About the Role
What the Candidate Will Do ----
- Design and build tools to empower production teams to innovate and productionize state-of-the-art deep learning models at Uber.
- Develop and maintain scalable, end-to-end deep learning training systems and frameworks.
- Ensure distributed training tools are reliable, efficient, flexible to use for new production use cases.
- Collaborate with cross-functional teams including machine learning engineers, backend engineers, data scientists, and data engineers to deliver robust ML solutions for Uber.
- - - - Basic Qualifications ----
- Master in relevant fields (CS, EE, Math, Stats, etc.) AND 6-years full-time Software Engineering work experience in deep learning
- Proficiency in Python and PyTorch
- Expertise in designing, debugging, and optimizing distributed deep learning systems.
- Working experience of distributed training in PyTorch at Scale (e.g., data parallelism, model parallelism).
- Strong ability to translate complex DL requirements and problems into scalable solutions.
- - - - Preferred Qualifications ----
- Expertise in distributed training frameworks such as DDP, DeepSpeed, FSDP, or TorchRec.

| Dataset content |
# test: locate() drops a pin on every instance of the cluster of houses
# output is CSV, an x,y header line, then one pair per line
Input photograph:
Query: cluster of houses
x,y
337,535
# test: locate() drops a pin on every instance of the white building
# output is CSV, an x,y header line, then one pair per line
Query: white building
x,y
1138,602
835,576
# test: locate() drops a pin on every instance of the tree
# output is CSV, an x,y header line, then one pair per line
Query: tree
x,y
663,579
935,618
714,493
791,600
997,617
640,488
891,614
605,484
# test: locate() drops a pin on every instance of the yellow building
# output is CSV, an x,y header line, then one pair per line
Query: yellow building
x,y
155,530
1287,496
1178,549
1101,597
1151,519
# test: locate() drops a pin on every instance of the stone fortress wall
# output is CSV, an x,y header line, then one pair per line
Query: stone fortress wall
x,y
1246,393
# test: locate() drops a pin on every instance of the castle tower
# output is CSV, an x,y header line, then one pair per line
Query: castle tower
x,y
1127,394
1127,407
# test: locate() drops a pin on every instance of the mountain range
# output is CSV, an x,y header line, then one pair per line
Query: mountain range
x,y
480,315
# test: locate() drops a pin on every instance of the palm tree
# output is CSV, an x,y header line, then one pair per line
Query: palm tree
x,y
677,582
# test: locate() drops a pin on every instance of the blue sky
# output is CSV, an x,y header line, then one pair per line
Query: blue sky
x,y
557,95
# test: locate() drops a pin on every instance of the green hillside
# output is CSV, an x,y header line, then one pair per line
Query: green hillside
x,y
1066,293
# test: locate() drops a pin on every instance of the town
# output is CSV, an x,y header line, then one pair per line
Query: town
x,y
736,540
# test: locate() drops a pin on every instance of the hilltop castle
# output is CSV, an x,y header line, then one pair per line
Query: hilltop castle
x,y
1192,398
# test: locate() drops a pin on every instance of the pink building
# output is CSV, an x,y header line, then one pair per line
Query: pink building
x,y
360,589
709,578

| Using the information |
• A. Copy the Uber job posting word for word, everything from "- Develop and" down to "into scalable solutions.".
• B. Write a continuation of the Uber job posting that picks up where it stops.

| Answers in order |
• A.
- Develop and maintain scalable, end-to-end deep learning training systems and frameworks.
- Ensure distributed training tools are reliable, efficient, flexible to use for new production use cases.
- Collaborate with cross-functional teams including machine learning engineers, backend engineers, data scientists, and data engineers to deliver robust ML solutions for Uber.
- - - - Basic Qualifications ----
- Master in relevant fields (CS, EE, Math, Stats, etc.) AND 6-years full-time Software Engineering work experience in deep learning
- Proficiency in Python and PyTorch
- Expertise in designing, debugging, and optimizing distributed deep learning systems.
- Working experience of distributed training in PyTorch at Scale (e.g., data parallelism, model parallelism).
- Strong ability to translate complex DL requirements and problems into scalable solutions.

• B.
- Familiarity with C++, Go or CUDA programming.
- Expertise in optimizing GPU/TPU training performance and data loading efficiency.
- Familiarity with large-scale distributed infrastructure tools like Ray, OpenAI Triton, PyTorch Lightning.
- Built and deployed end-to-end machine learning systems in production.
- Experience training large models (10B+ parameters), such as large recommendation systems or large language models (LLMs)
- PhD in relevant fields (CS, EE, Math, Stats, etc.)
For San Francisco, CA-based roles: The base salary range for this role is USD$223,000 per year - USD$248,000 per year.
For Seattle, WA-based roles: The base salary range for this role is USD$223,000 per year - USD$248,000 per year.
For Sunnyvale, CA-based roles: The base salary range for this role is USD$223,000 per year - USD$248,000 per year.